[Extract to read]
↓↓↓
Young & Arrestless
Funk, T. Markus, Reason
The case against expunging juvenile arrest records
Daniel Doe (a pseudonym) is a violent man who, like most violent men, was also a violent teen. At age 12, police arrested him for vandalizing a neighbor's house - he had destroyed the furniture, spray-painted the walls, and drowned a caged pet bird in the bathtub. Two years later, he was burglarizing an apartment when the elderly occupant returned home and confronted him. In the scuffle that ensued, the old man broke his hip. When the man died from pneumonia several days later, Daniel was charged with and convicted of involuntary manslaughter.
Daniel's first "adult" arrest came at age 19, when he broke into an occupied home and severely beat the 45-year-old woman who lived there. By the time he was sentenced for that attack, however, his juvenile record, pursuant to Ohio law, had been "expunged" - destroyed. For the second time, Daniel was a first-time offender. Hence, a Cleveland judge, ignorant of Daniel's violent, extensive, felonious past, sentenced him to probation. Two months later, Daniel burglarized yet another house, this time beating the 81-year-old man who lived there to death.
Had the judge known of Daniel's violent criminal past and his demonstrated lack of any rehabilitative potential, there's little doubt that Daniel would have gone to the penitentiary before he had the opportunity to kill the old man.
But the judge didn't know because the law said that he shouldn't know.
↑↑↑
[Record extracts]
↓↓↓
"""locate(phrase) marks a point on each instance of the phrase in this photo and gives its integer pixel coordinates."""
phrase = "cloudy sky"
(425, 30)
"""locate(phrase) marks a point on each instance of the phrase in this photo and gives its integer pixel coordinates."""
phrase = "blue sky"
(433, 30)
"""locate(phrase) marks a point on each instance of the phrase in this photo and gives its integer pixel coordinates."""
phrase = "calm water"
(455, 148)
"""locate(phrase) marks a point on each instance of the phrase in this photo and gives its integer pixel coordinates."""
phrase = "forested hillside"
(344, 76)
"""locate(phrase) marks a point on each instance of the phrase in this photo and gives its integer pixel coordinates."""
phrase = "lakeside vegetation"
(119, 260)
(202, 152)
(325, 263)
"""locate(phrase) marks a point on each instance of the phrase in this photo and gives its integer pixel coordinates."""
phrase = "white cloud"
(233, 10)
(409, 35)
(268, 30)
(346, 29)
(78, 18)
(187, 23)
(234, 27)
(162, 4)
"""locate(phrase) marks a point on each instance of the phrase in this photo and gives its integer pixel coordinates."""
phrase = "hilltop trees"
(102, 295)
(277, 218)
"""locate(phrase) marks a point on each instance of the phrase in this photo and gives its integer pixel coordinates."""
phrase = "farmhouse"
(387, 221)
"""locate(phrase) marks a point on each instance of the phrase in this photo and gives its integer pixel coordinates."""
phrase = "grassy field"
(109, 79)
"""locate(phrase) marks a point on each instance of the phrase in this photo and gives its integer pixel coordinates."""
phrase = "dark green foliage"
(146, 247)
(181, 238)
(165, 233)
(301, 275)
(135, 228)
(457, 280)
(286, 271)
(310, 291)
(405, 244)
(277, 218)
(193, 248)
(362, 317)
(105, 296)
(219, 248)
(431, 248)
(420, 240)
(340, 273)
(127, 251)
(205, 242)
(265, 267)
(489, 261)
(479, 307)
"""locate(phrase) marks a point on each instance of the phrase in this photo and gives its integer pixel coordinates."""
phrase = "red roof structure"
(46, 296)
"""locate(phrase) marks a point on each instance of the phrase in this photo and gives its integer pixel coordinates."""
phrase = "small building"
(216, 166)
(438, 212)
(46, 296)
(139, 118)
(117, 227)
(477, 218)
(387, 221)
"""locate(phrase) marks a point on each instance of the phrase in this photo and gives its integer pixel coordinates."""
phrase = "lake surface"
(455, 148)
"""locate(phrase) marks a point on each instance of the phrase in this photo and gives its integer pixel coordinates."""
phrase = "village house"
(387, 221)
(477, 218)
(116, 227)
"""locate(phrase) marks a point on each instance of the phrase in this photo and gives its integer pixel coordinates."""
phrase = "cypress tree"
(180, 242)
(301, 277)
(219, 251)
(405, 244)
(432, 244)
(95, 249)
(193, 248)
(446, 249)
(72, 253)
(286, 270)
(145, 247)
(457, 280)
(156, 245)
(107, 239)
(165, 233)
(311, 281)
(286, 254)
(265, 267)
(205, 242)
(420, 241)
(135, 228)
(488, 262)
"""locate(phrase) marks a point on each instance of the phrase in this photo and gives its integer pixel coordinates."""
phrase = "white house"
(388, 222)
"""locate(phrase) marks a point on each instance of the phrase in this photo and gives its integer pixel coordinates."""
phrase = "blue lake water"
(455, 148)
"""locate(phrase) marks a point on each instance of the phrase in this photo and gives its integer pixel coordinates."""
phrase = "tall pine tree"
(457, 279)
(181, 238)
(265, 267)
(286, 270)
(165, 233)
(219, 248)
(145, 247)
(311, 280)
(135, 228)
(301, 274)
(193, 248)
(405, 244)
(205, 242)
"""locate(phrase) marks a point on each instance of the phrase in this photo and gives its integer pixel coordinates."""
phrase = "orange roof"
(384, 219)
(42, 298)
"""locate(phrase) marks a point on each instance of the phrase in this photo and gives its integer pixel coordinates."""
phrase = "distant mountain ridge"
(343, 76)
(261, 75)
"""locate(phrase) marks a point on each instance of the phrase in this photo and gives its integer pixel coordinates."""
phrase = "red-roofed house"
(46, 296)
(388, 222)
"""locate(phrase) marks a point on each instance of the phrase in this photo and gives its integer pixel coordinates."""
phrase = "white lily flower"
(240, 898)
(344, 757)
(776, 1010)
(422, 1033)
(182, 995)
↑↑↑
[Exercises to complete]
a: Reproduce the juvenile records article exactly, everything from "Had the judge" down to "the old man.".
b: For each statement, say yes or no to whether the juvenile records article agrees with it, and quote the words of the article that settle it: (i) Daniel was 12 years old when police arrested him for vandalizing a neighbor's house. (ii) After the attack on the 45-year-old woman, the judge sent Daniel to prison. (iii) The elderly man in the apartment died from his broken hip.

[Results by task]
a:
Had the judge known of Daniel's violent criminal past and his demonstrated lack of any rehabilitative potential, there's little doubt that Daniel would have gone to the penitentiary before he had the opportunity to kill the old man.

b:
(i) Yes: "At age 12, police arrested him for vandalizing a neighbor's house"
(ii) No: "sentenced him to probation"
(iii) No: "When the man died from pneumonia several days later"